**Assignment**. Output exactly the lines from the one containing "the motorcycle rear" through the final line of the entries below, both included, and skip the pictures.

Provided data Block Start

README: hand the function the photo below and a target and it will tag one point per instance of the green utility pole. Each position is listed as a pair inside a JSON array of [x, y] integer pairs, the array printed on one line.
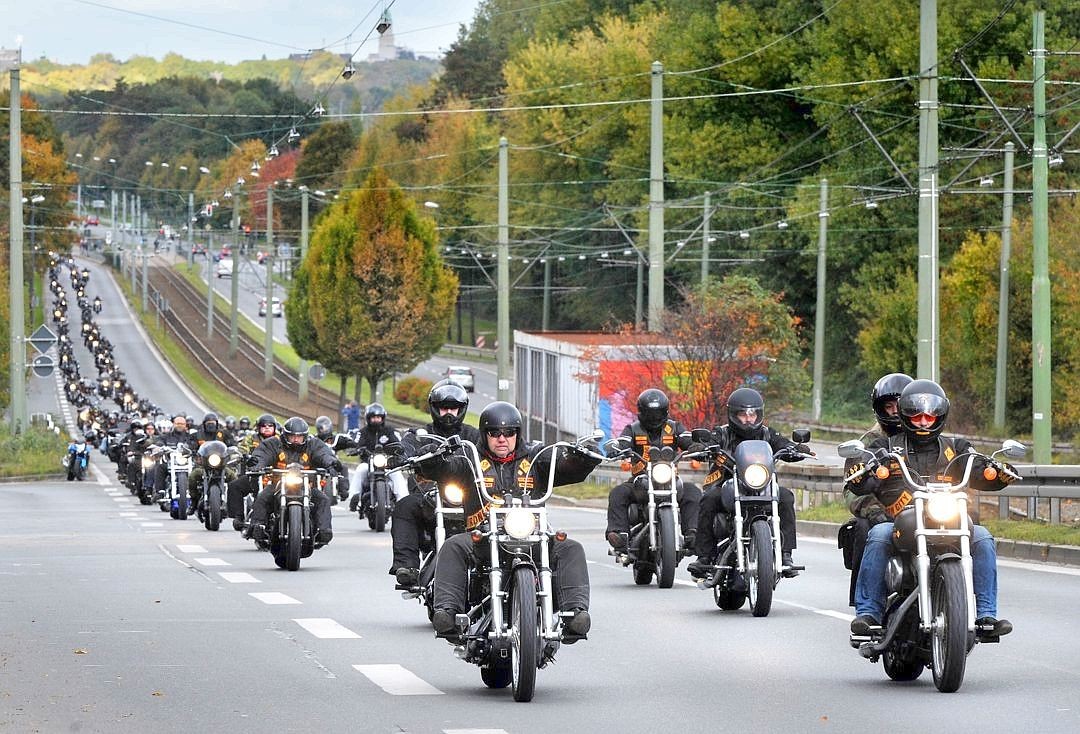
[[657, 199], [268, 367], [1040, 258], [819, 327], [502, 276], [18, 413], [928, 352], [1002, 364], [302, 389]]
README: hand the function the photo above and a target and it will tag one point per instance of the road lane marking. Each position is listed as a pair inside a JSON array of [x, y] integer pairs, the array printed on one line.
[[273, 598], [397, 681], [326, 628], [239, 578]]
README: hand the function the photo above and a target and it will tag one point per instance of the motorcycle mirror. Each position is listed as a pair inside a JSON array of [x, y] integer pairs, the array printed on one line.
[[851, 449], [701, 436], [1013, 449]]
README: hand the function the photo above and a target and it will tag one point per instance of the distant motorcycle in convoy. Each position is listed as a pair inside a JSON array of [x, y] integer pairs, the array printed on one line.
[[215, 459], [930, 612], [512, 628], [655, 545], [748, 563], [78, 460]]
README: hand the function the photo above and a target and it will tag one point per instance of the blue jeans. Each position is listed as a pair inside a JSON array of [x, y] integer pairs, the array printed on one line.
[[871, 590]]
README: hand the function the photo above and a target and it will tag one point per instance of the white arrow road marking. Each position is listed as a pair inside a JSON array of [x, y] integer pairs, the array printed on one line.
[[397, 681], [326, 628]]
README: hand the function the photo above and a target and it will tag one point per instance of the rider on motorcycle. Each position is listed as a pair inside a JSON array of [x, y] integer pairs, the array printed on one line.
[[923, 409], [652, 429], [415, 514], [745, 422], [505, 462], [295, 446], [376, 432]]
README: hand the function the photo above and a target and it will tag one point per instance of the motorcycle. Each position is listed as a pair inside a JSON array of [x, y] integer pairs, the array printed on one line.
[[78, 460], [512, 629], [655, 544], [215, 458], [748, 556], [930, 612], [175, 502]]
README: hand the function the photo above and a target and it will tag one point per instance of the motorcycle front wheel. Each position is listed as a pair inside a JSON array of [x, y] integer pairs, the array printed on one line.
[[524, 634], [948, 631], [294, 537], [760, 571], [666, 553]]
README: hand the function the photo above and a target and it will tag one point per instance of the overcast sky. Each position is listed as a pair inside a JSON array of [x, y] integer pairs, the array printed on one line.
[[70, 31]]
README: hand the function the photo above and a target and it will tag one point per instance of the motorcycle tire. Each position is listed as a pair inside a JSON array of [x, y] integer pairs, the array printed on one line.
[[760, 569], [948, 637], [181, 500], [212, 515], [294, 537], [667, 551], [379, 511], [525, 638], [496, 676]]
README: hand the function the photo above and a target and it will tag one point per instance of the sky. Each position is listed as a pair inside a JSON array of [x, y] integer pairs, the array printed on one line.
[[70, 31]]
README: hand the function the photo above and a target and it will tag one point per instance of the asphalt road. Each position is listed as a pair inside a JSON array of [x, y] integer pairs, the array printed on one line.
[[115, 617]]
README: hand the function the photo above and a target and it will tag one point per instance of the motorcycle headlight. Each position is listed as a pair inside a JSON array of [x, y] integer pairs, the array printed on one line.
[[943, 508], [453, 494], [756, 476], [518, 524], [661, 474]]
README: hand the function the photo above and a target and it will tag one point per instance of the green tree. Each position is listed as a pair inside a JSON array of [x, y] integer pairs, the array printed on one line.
[[379, 296]]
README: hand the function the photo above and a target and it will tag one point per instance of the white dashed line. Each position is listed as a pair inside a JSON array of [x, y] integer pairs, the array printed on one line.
[[326, 628], [273, 598], [397, 681]]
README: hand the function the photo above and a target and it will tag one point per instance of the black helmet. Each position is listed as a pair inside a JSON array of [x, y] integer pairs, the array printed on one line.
[[922, 397], [446, 394], [745, 399], [652, 408], [295, 432], [500, 415], [375, 410], [324, 427], [887, 389]]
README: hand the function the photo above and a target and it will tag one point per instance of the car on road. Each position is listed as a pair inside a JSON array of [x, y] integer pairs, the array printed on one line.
[[274, 307], [461, 376]]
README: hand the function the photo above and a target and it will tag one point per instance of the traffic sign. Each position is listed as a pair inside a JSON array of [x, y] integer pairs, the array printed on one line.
[[42, 339], [42, 365]]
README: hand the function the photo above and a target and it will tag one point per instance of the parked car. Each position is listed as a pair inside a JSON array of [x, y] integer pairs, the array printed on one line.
[[274, 307], [461, 376]]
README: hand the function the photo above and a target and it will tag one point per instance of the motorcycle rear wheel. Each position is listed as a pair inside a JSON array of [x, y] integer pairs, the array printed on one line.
[[524, 634], [666, 553], [294, 537], [948, 635], [760, 569]]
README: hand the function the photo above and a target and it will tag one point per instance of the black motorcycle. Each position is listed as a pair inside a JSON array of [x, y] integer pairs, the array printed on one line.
[[748, 558], [930, 612]]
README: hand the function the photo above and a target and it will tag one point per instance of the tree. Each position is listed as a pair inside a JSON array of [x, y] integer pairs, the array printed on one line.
[[379, 296]]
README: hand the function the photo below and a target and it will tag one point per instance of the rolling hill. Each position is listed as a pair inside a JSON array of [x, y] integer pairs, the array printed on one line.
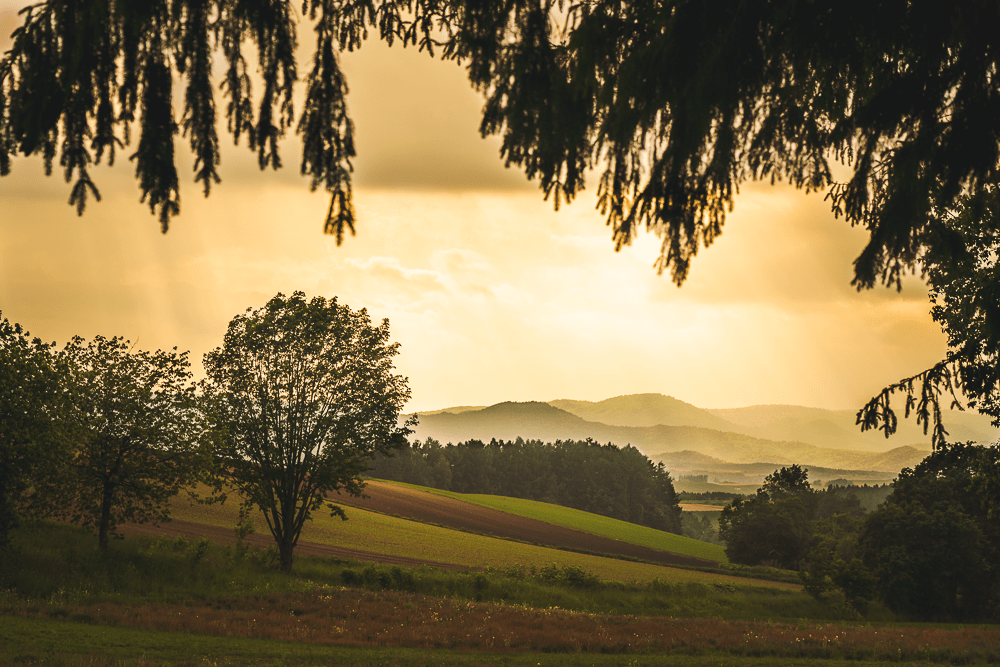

Provided data Block End

**Solution to the problem**.
README: hand the function the photo above and a target and it will tag one point per instance of the motorcycle rear wheel. Each position is listed as a pair inside a JSON array of [x, y] integer pairs, the array printed on one line.
[[524, 634], [666, 553], [294, 537], [948, 635], [760, 569]]
README: hand the function the photo above and a target and it will tag one point per instance of the black motorcycle. Each position is listed as a pair inside a JSON array of [x, y] integer pairs, the array printed on one line.
[[748, 558], [930, 612]]
README: hand the function the photo above and a target and it will tag one point per instance of the tree. Each position is listed as a pair inside a JSON array of [x, y] integer pairs, the array printed on one line.
[[379, 296]]
README: hand the function the photo below and a target and it will tag one point per instance of the rolling hill. Each position is listed as a pair inside a JSON array of [x, y] integer pairs, the array printed on one line.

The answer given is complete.